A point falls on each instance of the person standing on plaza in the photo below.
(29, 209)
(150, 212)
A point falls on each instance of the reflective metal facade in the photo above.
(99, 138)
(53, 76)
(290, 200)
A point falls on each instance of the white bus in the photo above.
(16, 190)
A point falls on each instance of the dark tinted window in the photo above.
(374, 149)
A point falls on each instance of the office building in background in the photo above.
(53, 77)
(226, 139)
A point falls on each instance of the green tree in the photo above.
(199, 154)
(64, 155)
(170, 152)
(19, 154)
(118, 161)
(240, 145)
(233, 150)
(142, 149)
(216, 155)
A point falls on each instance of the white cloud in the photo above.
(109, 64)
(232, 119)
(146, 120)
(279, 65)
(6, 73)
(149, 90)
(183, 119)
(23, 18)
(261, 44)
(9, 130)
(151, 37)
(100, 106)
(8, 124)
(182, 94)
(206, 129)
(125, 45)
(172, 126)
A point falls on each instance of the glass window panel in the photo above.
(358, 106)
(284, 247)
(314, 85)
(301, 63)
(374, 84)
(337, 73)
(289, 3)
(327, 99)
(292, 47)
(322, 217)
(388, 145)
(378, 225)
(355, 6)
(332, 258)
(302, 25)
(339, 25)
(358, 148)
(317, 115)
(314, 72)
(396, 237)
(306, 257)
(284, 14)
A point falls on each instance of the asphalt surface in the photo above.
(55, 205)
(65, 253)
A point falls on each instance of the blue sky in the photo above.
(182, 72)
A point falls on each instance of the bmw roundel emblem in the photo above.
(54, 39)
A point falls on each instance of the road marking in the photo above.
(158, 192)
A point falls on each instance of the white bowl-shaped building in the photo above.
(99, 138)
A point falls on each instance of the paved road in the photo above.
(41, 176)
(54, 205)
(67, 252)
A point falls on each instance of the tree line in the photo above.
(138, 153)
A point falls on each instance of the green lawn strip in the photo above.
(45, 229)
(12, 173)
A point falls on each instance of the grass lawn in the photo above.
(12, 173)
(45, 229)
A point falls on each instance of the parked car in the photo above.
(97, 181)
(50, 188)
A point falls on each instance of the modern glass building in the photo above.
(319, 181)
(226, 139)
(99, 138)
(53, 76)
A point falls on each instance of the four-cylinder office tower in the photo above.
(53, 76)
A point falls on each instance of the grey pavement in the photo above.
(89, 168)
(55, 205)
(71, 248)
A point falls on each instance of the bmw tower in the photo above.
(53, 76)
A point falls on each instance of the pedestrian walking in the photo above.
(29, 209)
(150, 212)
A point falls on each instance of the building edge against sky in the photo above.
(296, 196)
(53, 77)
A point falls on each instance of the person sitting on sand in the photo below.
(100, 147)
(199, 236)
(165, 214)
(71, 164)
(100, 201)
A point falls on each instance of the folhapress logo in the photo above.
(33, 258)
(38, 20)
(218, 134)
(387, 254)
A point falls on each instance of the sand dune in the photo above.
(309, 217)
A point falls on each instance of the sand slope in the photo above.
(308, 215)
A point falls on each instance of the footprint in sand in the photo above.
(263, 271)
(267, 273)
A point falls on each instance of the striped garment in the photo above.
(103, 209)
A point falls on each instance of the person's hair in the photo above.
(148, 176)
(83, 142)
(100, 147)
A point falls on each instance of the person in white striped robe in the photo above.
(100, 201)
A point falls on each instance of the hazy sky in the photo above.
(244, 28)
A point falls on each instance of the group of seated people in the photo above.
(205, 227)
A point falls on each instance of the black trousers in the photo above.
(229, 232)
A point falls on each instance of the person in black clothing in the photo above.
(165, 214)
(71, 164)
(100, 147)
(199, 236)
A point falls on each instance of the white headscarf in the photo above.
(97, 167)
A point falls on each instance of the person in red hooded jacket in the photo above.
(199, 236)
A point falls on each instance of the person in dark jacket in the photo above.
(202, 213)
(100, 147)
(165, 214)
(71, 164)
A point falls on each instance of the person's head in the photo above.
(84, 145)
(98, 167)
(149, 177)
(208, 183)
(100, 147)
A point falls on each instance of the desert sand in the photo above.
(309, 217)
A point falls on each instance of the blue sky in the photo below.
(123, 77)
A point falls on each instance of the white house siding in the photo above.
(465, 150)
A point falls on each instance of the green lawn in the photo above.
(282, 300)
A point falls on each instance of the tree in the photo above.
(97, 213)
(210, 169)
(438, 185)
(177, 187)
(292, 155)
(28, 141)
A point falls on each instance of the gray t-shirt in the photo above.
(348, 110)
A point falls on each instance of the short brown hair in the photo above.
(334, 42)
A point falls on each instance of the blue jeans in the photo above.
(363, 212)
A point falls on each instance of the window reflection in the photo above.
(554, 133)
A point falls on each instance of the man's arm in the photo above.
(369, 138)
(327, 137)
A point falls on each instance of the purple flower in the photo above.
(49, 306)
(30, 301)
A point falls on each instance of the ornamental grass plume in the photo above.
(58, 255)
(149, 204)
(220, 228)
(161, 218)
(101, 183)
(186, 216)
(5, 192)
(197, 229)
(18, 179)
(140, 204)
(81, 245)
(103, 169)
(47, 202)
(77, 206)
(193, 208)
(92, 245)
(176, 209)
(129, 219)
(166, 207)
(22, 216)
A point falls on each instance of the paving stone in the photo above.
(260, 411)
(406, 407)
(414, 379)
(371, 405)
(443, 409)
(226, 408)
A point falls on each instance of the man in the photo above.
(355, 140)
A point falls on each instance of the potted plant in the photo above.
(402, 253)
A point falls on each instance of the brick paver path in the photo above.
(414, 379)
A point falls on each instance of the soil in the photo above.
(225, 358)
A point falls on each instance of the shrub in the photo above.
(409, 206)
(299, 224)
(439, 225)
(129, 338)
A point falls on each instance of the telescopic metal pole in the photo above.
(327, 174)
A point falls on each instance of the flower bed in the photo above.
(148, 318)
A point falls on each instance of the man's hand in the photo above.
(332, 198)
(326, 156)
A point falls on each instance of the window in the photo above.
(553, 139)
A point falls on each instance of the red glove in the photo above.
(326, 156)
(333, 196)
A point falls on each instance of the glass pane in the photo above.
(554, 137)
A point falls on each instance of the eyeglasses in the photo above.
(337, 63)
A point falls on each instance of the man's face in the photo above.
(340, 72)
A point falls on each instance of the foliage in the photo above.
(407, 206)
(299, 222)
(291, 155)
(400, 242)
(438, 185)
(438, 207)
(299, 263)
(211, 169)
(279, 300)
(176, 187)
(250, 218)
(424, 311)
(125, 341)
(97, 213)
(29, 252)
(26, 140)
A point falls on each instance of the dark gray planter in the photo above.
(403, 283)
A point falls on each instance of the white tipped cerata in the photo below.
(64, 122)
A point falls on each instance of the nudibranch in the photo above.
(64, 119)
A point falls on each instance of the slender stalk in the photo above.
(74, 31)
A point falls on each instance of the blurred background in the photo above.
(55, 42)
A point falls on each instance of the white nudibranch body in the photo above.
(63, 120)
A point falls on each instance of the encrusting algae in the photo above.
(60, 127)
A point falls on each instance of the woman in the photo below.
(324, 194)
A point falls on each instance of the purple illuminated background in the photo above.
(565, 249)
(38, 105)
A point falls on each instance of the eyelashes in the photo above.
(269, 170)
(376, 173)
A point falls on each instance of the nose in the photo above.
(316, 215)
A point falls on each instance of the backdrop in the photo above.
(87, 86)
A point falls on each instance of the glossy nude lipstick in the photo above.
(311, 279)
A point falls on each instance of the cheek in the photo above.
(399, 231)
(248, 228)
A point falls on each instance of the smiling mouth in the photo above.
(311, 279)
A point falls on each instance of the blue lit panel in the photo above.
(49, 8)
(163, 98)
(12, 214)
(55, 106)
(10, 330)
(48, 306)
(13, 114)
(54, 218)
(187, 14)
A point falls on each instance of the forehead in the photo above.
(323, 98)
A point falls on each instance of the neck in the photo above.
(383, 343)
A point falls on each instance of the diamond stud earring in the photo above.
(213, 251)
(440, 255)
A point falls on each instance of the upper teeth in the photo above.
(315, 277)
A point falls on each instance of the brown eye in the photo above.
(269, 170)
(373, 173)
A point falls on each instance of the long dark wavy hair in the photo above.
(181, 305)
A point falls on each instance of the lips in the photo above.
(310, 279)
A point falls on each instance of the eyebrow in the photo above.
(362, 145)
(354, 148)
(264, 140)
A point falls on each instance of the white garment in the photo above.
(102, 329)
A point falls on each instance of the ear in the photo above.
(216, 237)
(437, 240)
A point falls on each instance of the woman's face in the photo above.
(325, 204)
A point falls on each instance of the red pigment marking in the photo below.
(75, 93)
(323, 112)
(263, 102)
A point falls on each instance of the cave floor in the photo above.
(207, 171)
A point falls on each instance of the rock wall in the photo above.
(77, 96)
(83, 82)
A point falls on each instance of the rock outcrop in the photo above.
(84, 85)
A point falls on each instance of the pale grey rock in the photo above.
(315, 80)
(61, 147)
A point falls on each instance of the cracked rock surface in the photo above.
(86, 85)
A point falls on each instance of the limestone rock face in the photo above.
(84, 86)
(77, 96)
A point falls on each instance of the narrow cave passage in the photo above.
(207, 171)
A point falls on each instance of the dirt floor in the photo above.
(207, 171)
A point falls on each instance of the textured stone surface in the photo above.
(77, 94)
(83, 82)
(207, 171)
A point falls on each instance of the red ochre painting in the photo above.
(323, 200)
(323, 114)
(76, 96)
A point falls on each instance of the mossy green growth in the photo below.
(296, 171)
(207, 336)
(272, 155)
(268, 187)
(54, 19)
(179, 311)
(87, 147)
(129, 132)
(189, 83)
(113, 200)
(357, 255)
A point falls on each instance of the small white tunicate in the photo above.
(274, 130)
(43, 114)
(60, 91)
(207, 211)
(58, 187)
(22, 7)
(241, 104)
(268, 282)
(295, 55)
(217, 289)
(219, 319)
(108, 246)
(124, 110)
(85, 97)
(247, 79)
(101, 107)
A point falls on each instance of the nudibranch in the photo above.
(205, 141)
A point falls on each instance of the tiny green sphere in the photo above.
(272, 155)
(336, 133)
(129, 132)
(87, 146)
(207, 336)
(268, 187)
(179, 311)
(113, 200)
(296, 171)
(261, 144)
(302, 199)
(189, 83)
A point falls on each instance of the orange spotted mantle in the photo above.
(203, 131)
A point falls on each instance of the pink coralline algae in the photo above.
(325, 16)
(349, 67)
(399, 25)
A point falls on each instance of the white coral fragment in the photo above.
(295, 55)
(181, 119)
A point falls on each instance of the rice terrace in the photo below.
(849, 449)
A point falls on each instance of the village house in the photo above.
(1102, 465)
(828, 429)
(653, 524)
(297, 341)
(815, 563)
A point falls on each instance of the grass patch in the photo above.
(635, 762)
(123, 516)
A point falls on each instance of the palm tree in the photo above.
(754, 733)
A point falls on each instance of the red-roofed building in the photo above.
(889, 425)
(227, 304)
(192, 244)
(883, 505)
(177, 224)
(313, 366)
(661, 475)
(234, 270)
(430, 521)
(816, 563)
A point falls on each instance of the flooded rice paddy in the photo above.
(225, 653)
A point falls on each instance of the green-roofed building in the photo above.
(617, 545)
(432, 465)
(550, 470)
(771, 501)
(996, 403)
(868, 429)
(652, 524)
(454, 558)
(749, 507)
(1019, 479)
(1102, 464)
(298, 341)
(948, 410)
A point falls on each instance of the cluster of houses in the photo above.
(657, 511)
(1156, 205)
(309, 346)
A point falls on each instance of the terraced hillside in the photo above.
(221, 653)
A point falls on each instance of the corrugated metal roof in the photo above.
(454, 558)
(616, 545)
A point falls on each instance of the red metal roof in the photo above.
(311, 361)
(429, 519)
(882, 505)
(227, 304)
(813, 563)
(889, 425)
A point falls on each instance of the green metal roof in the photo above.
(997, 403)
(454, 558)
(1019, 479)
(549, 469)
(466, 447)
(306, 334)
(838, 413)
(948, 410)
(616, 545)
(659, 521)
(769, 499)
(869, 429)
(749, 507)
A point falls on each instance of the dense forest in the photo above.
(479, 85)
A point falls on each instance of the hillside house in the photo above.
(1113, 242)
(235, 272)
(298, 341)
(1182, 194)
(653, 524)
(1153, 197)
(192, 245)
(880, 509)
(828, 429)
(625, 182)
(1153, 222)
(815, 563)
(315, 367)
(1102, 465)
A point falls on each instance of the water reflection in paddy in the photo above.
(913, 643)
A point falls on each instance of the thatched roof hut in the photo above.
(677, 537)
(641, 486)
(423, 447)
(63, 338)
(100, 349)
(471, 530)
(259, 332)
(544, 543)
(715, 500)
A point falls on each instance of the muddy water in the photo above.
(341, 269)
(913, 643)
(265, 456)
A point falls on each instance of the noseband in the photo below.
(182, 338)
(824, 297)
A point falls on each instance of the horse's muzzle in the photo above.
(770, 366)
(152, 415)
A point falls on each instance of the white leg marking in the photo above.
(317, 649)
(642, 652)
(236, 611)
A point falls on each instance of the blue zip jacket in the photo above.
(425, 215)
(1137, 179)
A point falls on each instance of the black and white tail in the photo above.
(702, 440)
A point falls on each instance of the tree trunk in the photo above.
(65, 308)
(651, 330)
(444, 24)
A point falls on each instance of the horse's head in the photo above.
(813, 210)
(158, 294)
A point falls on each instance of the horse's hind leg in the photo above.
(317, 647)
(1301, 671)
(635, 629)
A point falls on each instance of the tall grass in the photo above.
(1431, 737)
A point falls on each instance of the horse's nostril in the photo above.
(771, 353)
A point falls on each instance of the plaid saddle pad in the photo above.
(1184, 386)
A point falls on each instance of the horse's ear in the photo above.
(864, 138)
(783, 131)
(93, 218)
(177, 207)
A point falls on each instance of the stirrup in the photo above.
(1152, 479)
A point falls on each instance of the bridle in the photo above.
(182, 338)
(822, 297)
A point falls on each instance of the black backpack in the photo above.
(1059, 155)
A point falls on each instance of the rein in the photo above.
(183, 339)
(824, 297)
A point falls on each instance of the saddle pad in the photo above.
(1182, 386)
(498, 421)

________________________

## WORK TO DO
Repeat only the stretch of lines starting at the one containing "A point falls on each instance of the black and" and running to the final line of the entries above.

## EXPECTED ANSWER
A point falls on each instance of the black and white tail in the photo above.
(702, 440)
A point falls on each instance of the tree trunk in the photo above.
(65, 308)
(651, 330)
(444, 24)
A point falls on each instance of the horse's head in the photo above.
(813, 210)
(158, 294)
A point falls on each instance of the horse's hind leg in the photo above.
(317, 647)
(1301, 671)
(635, 629)
A point falls on each instance of the tall grass in the photo above.
(1431, 737)
A point falls on each instance of the horse's nostril in the photo above.
(771, 353)
A point falls on each instance of the plaid saddle pad in the photo above.
(1184, 386)
A point falls on each instance of the horse's ear in the photo above.
(864, 138)
(783, 131)
(93, 218)
(177, 207)
A point falls on each instance of the stirrup in the photo above.
(1152, 479)
A point falls on each instance of the bridle in the photo above.
(182, 338)
(822, 297)
A point falls on each instance of the black backpack in the photo above.
(1059, 155)
A point falls on each instance of the rein in the photo above.
(183, 339)
(824, 297)
A point falls on each instance of the saddle pad in the photo above.
(1182, 386)
(498, 421)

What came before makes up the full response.